━━━━━ MATERIAL TO PROCESS ━━━━━

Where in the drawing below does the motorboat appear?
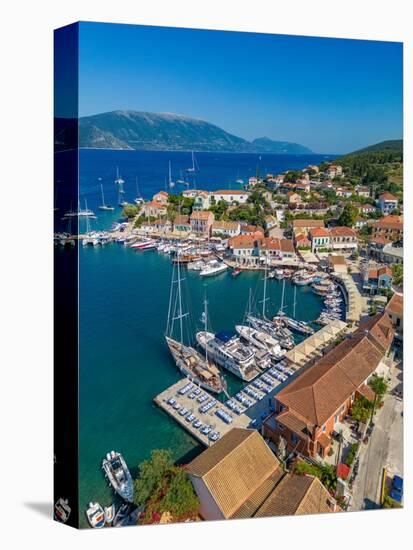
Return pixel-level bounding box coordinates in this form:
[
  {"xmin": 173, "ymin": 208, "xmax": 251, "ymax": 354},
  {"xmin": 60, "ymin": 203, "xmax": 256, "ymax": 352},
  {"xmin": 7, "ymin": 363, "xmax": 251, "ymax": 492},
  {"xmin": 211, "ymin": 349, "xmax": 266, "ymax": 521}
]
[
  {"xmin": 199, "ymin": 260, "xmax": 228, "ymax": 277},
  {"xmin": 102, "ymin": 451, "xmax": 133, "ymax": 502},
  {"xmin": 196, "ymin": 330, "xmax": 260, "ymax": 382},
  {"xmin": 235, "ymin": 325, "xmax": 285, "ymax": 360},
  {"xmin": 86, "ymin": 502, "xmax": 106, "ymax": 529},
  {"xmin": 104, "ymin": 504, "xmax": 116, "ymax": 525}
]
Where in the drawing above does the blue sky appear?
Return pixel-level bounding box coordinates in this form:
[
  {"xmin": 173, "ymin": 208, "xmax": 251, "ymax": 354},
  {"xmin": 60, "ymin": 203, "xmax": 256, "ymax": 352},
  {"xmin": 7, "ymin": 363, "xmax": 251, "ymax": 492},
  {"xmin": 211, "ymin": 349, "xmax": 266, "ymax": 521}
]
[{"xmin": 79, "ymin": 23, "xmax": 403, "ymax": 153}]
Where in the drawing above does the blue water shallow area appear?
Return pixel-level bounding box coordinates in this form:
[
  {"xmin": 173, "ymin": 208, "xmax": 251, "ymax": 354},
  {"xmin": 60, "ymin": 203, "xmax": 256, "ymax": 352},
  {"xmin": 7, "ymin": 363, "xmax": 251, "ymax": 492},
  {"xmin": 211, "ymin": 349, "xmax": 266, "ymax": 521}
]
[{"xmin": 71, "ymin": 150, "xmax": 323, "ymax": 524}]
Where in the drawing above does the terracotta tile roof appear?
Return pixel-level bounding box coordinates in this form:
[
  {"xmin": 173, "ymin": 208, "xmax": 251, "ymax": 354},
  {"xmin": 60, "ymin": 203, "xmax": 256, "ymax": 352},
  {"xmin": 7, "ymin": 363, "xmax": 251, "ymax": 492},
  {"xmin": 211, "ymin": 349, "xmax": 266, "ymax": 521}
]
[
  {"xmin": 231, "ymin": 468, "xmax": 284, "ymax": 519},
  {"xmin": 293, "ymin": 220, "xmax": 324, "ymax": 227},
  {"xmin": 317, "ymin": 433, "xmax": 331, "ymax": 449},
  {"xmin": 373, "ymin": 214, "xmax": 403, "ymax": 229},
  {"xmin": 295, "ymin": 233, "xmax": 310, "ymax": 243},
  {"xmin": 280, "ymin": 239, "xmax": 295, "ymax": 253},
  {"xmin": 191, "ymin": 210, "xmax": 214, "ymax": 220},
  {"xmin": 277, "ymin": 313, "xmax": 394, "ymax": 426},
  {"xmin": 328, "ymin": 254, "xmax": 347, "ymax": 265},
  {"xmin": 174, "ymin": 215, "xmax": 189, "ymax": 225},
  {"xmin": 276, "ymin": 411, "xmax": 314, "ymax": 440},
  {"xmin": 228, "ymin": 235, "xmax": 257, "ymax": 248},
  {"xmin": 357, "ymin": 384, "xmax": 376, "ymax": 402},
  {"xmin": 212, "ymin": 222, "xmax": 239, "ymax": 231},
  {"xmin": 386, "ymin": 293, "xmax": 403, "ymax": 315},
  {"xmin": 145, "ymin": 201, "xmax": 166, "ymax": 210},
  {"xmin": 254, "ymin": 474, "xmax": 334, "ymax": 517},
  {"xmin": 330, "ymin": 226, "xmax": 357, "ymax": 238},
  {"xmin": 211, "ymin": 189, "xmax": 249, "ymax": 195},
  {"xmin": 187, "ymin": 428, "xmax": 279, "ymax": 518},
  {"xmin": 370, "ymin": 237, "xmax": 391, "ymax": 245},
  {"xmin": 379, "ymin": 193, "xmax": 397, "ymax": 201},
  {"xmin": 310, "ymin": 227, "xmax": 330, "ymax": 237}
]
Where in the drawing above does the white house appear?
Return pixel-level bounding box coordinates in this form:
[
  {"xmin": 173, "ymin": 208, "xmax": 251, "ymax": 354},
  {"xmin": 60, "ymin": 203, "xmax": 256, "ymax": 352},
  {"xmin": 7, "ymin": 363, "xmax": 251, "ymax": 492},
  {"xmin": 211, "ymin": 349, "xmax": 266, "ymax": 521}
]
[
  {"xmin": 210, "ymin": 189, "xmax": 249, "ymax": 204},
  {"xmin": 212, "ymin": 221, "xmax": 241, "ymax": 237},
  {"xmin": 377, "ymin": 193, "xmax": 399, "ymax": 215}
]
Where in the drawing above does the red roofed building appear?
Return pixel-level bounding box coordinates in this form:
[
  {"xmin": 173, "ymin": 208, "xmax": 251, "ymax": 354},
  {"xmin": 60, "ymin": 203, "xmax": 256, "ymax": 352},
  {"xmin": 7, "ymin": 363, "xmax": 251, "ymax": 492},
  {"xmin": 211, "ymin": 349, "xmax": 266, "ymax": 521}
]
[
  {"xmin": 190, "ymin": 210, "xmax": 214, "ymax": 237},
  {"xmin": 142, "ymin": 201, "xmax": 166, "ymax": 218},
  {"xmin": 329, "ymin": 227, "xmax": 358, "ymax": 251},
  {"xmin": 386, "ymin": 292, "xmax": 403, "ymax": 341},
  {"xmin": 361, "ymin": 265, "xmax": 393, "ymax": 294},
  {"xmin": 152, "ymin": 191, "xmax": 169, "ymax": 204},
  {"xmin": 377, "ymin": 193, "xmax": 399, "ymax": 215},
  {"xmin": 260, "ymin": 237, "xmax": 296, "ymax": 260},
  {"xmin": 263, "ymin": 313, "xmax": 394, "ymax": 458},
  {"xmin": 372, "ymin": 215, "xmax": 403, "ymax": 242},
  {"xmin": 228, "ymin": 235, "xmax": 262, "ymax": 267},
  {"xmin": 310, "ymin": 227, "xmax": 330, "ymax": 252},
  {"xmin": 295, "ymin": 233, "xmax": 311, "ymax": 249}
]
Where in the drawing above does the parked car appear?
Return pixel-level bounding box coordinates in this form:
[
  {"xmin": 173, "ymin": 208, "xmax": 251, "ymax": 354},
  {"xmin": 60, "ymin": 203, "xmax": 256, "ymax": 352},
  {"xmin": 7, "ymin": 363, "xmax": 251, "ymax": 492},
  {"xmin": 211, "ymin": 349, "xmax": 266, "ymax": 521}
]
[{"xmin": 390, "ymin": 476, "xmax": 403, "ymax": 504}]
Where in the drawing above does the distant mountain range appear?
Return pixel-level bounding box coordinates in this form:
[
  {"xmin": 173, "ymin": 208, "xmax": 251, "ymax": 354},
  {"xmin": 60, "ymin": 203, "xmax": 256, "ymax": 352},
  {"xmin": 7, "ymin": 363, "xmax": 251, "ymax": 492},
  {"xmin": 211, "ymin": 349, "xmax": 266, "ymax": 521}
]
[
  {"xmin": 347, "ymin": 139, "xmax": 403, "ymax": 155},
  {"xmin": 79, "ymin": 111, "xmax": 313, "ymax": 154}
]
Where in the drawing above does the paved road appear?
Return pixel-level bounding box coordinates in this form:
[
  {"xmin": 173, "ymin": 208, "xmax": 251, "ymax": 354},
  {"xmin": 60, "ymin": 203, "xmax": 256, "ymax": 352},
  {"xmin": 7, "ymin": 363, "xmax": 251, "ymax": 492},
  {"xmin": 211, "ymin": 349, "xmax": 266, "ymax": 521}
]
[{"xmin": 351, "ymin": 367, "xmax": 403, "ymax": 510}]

━━━━━

Copy the entries exactly. Leave out the images.

*OUTPUT OF THE TASK*:
Where in the drawing below does the motorboat appear?
Return pixel-level bounding box coordinates in this form:
[
  {"xmin": 173, "ymin": 208, "xmax": 251, "ymax": 354},
  {"xmin": 60, "ymin": 203, "xmax": 256, "ymax": 352},
  {"xmin": 7, "ymin": 363, "xmax": 251, "ymax": 492},
  {"xmin": 211, "ymin": 349, "xmax": 266, "ymax": 521}
]
[
  {"xmin": 199, "ymin": 260, "xmax": 228, "ymax": 277},
  {"xmin": 102, "ymin": 451, "xmax": 133, "ymax": 502},
  {"xmin": 196, "ymin": 330, "xmax": 260, "ymax": 382},
  {"xmin": 235, "ymin": 325, "xmax": 285, "ymax": 360},
  {"xmin": 86, "ymin": 502, "xmax": 106, "ymax": 529},
  {"xmin": 104, "ymin": 504, "xmax": 116, "ymax": 525}
]
Where in the drawing above does the blue sky appear?
Return pixel-level bounding box coordinates in this form:
[
  {"xmin": 173, "ymin": 208, "xmax": 251, "ymax": 354},
  {"xmin": 60, "ymin": 203, "xmax": 256, "ymax": 352},
  {"xmin": 7, "ymin": 363, "xmax": 251, "ymax": 492},
  {"xmin": 211, "ymin": 349, "xmax": 266, "ymax": 521}
]
[{"xmin": 79, "ymin": 23, "xmax": 403, "ymax": 153}]
Where in the drawing above does the blue water shallow area appear?
Return pixel-level bounding box coordinates in this form:
[
  {"xmin": 173, "ymin": 208, "xmax": 251, "ymax": 354},
  {"xmin": 60, "ymin": 203, "xmax": 256, "ymax": 352},
  {"xmin": 7, "ymin": 363, "xmax": 251, "ymax": 492},
  {"xmin": 211, "ymin": 349, "xmax": 266, "ymax": 521}
]
[{"xmin": 71, "ymin": 150, "xmax": 323, "ymax": 524}]
Where in the drawing above does the terracotta tile roof appear?
Return pixel-level bounding box coordinates in this form:
[
  {"xmin": 173, "ymin": 208, "xmax": 251, "ymax": 354},
  {"xmin": 60, "ymin": 203, "xmax": 256, "ymax": 352},
  {"xmin": 7, "ymin": 363, "xmax": 251, "ymax": 492},
  {"xmin": 211, "ymin": 349, "xmax": 266, "ymax": 521}
]
[
  {"xmin": 231, "ymin": 468, "xmax": 284, "ymax": 519},
  {"xmin": 293, "ymin": 220, "xmax": 324, "ymax": 227},
  {"xmin": 317, "ymin": 433, "xmax": 331, "ymax": 449},
  {"xmin": 373, "ymin": 214, "xmax": 403, "ymax": 229},
  {"xmin": 295, "ymin": 233, "xmax": 310, "ymax": 243},
  {"xmin": 280, "ymin": 239, "xmax": 295, "ymax": 253},
  {"xmin": 191, "ymin": 210, "xmax": 214, "ymax": 220},
  {"xmin": 277, "ymin": 313, "xmax": 394, "ymax": 426},
  {"xmin": 328, "ymin": 254, "xmax": 347, "ymax": 265},
  {"xmin": 174, "ymin": 215, "xmax": 189, "ymax": 225},
  {"xmin": 276, "ymin": 411, "xmax": 314, "ymax": 440},
  {"xmin": 228, "ymin": 235, "xmax": 257, "ymax": 248},
  {"xmin": 357, "ymin": 384, "xmax": 376, "ymax": 402},
  {"xmin": 212, "ymin": 222, "xmax": 239, "ymax": 231},
  {"xmin": 386, "ymin": 293, "xmax": 403, "ymax": 315},
  {"xmin": 145, "ymin": 201, "xmax": 166, "ymax": 210},
  {"xmin": 254, "ymin": 474, "xmax": 334, "ymax": 517},
  {"xmin": 330, "ymin": 226, "xmax": 357, "ymax": 238},
  {"xmin": 211, "ymin": 189, "xmax": 249, "ymax": 195},
  {"xmin": 187, "ymin": 428, "xmax": 279, "ymax": 518},
  {"xmin": 370, "ymin": 237, "xmax": 391, "ymax": 245},
  {"xmin": 379, "ymin": 193, "xmax": 397, "ymax": 201},
  {"xmin": 310, "ymin": 227, "xmax": 330, "ymax": 237}
]
Where in the drawing above does the white house appear?
Return pixel-level bounding box coordinates in this form:
[
  {"xmin": 173, "ymin": 208, "xmax": 251, "ymax": 354},
  {"xmin": 60, "ymin": 203, "xmax": 256, "ymax": 352},
  {"xmin": 7, "ymin": 363, "xmax": 251, "ymax": 492},
  {"xmin": 211, "ymin": 349, "xmax": 266, "ymax": 521}
]
[
  {"xmin": 210, "ymin": 189, "xmax": 249, "ymax": 204},
  {"xmin": 212, "ymin": 221, "xmax": 241, "ymax": 237},
  {"xmin": 377, "ymin": 193, "xmax": 399, "ymax": 215}
]
Where in the drawing above does the red roofed building appear?
Return pixel-level bounding box coordinates in this form:
[
  {"xmin": 173, "ymin": 208, "xmax": 251, "ymax": 354},
  {"xmin": 60, "ymin": 203, "xmax": 256, "ymax": 352},
  {"xmin": 7, "ymin": 363, "xmax": 251, "ymax": 492},
  {"xmin": 211, "ymin": 349, "xmax": 266, "ymax": 521}
]
[
  {"xmin": 190, "ymin": 210, "xmax": 214, "ymax": 237},
  {"xmin": 142, "ymin": 201, "xmax": 166, "ymax": 218},
  {"xmin": 329, "ymin": 227, "xmax": 358, "ymax": 251},
  {"xmin": 386, "ymin": 292, "xmax": 403, "ymax": 341},
  {"xmin": 361, "ymin": 265, "xmax": 393, "ymax": 294},
  {"xmin": 152, "ymin": 191, "xmax": 169, "ymax": 204},
  {"xmin": 377, "ymin": 193, "xmax": 399, "ymax": 215},
  {"xmin": 260, "ymin": 237, "xmax": 296, "ymax": 260},
  {"xmin": 263, "ymin": 313, "xmax": 394, "ymax": 458},
  {"xmin": 372, "ymin": 215, "xmax": 403, "ymax": 242},
  {"xmin": 228, "ymin": 235, "xmax": 262, "ymax": 267},
  {"xmin": 310, "ymin": 227, "xmax": 330, "ymax": 252},
  {"xmin": 295, "ymin": 233, "xmax": 311, "ymax": 249}
]
Where in the drawing above does the parked car appear?
Return pixel-level bounding box coordinates in this form:
[
  {"xmin": 173, "ymin": 208, "xmax": 251, "ymax": 354},
  {"xmin": 60, "ymin": 203, "xmax": 256, "ymax": 352},
  {"xmin": 7, "ymin": 363, "xmax": 251, "ymax": 492},
  {"xmin": 211, "ymin": 349, "xmax": 266, "ymax": 521}
]
[{"xmin": 390, "ymin": 476, "xmax": 403, "ymax": 504}]
Where in the drawing above does the distant mountain range appear?
Return pixel-level bounding box coordinates in this form:
[
  {"xmin": 173, "ymin": 208, "xmax": 251, "ymax": 354},
  {"xmin": 60, "ymin": 203, "xmax": 256, "ymax": 352},
  {"xmin": 7, "ymin": 363, "xmax": 251, "ymax": 492},
  {"xmin": 211, "ymin": 349, "xmax": 266, "ymax": 521}
]
[
  {"xmin": 347, "ymin": 139, "xmax": 403, "ymax": 155},
  {"xmin": 79, "ymin": 111, "xmax": 313, "ymax": 154}
]
Where in the drawing above does the paved road appear?
Return pixel-level bounding box coordinates in this form:
[
  {"xmin": 173, "ymin": 208, "xmax": 251, "ymax": 354},
  {"xmin": 60, "ymin": 203, "xmax": 256, "ymax": 352},
  {"xmin": 7, "ymin": 363, "xmax": 251, "ymax": 492},
  {"xmin": 211, "ymin": 349, "xmax": 266, "ymax": 521}
]
[{"xmin": 351, "ymin": 367, "xmax": 403, "ymax": 510}]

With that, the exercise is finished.